→ **Records shown**:
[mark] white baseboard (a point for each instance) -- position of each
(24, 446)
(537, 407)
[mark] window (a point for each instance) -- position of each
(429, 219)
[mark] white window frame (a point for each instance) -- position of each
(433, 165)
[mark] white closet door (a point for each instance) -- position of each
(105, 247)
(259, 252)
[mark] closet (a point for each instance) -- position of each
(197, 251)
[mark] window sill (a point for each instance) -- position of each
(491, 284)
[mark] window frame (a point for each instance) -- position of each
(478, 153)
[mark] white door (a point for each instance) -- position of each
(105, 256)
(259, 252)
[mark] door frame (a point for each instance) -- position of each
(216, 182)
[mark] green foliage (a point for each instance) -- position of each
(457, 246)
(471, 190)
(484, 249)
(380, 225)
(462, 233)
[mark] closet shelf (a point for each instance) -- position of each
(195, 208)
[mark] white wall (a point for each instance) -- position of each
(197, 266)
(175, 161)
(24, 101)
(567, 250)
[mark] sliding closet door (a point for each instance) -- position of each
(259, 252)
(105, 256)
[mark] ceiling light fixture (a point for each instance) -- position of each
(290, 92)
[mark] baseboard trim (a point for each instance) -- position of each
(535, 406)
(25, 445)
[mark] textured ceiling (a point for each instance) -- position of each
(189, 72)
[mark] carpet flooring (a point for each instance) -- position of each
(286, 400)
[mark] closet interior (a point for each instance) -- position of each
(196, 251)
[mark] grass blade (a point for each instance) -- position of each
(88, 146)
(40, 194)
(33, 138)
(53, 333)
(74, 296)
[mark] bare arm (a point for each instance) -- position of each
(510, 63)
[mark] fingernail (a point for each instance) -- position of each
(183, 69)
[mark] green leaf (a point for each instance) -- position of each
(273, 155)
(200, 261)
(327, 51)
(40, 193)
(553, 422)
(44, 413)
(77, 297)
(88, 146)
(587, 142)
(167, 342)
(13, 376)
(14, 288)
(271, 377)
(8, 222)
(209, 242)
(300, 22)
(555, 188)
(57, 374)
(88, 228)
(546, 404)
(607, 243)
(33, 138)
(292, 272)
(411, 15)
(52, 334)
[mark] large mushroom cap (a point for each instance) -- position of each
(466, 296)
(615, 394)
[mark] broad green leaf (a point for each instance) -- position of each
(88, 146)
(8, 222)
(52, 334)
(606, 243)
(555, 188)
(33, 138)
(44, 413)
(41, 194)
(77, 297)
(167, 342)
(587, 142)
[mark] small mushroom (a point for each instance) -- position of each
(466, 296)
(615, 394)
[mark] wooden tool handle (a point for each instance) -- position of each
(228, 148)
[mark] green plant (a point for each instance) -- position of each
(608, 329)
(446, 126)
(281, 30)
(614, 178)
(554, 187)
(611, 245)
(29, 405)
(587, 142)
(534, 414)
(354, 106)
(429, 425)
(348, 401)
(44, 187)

→ **What is being asked**:
Only an exact transcription of all the entries will do.

→ **Output below**:
[mark] white baseboard (a point for each instance) -- position of each
(24, 446)
(537, 407)
[mark] window (a point for each instance) -- position of each
(429, 219)
[mark] white window frame (a point for each instance) -- position of each
(433, 165)
[mark] white closet door (a point for each instance) -- position of each
(105, 247)
(259, 252)
[mark] closet (a point for each instance) -- position of each
(197, 251)
[mark] window sill (a point for each instance) -- position of each
(491, 284)
[mark] window frame (a point for each instance) -- position of each
(478, 153)
[mark] white door (a point for each instance) -- position of each
(105, 256)
(259, 252)
[mark] door frame (a point for each instance) -- position of each
(216, 182)
[mark] green foliage (a point for each instance) -- position of each
(457, 246)
(471, 190)
(484, 249)
(380, 225)
(462, 233)
[mark] closet shelf (a point for each instance) -- position of each
(195, 208)
[mark] white wall (a point for each instance) -- position of each
(197, 266)
(175, 161)
(24, 101)
(567, 250)
[mark] sliding closet door (a point for each instance) -- position of each
(259, 252)
(105, 256)
[mark] ceiling light fixture (a point for each instance) -- position of each
(290, 92)
[mark] baseboard trim (a point for each instance) -- position of each
(535, 406)
(25, 445)
[mark] textured ceiling (a point for each instance) -- position of each
(189, 72)
[mark] carpet flooring (a point for each instance) -- position of each
(286, 400)
[mark] closet interior (a point for each instance) -- position of each
(196, 251)
[mark] grass blade (a point for each instance) -- position of each
(88, 146)
(40, 194)
(33, 138)
(53, 333)
(74, 296)
[mark] bare arm (a point for each instance) -- position of each
(510, 63)
[mark] fingernail (a point for each instance) -- position of each
(183, 69)
[mark] green leaf (a point for each instance) -- position of each
(273, 155)
(200, 261)
(327, 51)
(40, 193)
(553, 422)
(44, 413)
(77, 297)
(88, 146)
(587, 142)
(167, 342)
(13, 376)
(14, 288)
(271, 377)
(8, 222)
(209, 242)
(300, 22)
(555, 188)
(57, 374)
(88, 228)
(546, 404)
(607, 243)
(33, 138)
(292, 272)
(411, 15)
(52, 334)
[mark] large mushroom cap (a point for each instance) -- position of each
(466, 296)
(615, 394)
[mark] broad green leaf (a point for each instance) -- position of each
(88, 146)
(8, 222)
(52, 334)
(606, 243)
(555, 188)
(33, 138)
(44, 413)
(41, 194)
(77, 297)
(167, 342)
(587, 142)
[mark] small mushroom (a point for each instance) -- position of each
(466, 296)
(615, 394)
[mark] wooden tool handle (a point for each instance) -- position of each
(228, 148)
[mark] green plant (a point for each instance) -- position of each
(608, 329)
(446, 126)
(281, 30)
(614, 178)
(554, 187)
(611, 245)
(29, 405)
(587, 142)
(534, 414)
(354, 106)
(429, 425)
(348, 401)
(44, 187)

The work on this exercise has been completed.